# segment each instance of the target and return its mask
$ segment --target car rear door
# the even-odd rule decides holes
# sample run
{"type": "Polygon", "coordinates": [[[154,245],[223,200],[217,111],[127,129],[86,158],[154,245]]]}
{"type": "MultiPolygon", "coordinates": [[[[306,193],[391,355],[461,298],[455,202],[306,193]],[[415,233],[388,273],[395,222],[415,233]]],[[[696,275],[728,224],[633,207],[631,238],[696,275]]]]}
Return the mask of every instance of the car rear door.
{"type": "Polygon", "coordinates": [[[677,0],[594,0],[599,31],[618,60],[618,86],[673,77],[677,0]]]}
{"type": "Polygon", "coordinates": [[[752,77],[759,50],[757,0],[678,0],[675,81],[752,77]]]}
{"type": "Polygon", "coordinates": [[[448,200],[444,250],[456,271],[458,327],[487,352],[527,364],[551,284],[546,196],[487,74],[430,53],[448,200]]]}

• [WHAT THE TASK REQUIRES]:
Output all records exactly, with nothing added or dropped.

• [RESULT OF THE TASK]:
# segment each instance of the target and return its mask
$ segment --target car rear door
# the even-odd rule decides holes
# sample run
{"type": "Polygon", "coordinates": [[[154,245],[223,200],[217,111],[127,129],[86,158],[154,245]]]}
{"type": "MultiPolygon", "coordinates": [[[[306,193],[391,355],[461,298],[455,202],[306,193]],[[415,233],[388,273],[395,222],[415,233]]],[[[696,275],[728,224],[633,207],[631,238],[696,275]]]]}
Return the mask of every instance of the car rear door.
{"type": "Polygon", "coordinates": [[[677,0],[594,0],[599,31],[618,60],[618,86],[673,77],[677,0]]]}
{"type": "Polygon", "coordinates": [[[752,77],[759,50],[757,0],[678,0],[675,81],[752,77]]]}
{"type": "Polygon", "coordinates": [[[448,200],[444,250],[456,271],[458,327],[487,352],[527,364],[551,284],[546,196],[487,74],[430,53],[448,200]]]}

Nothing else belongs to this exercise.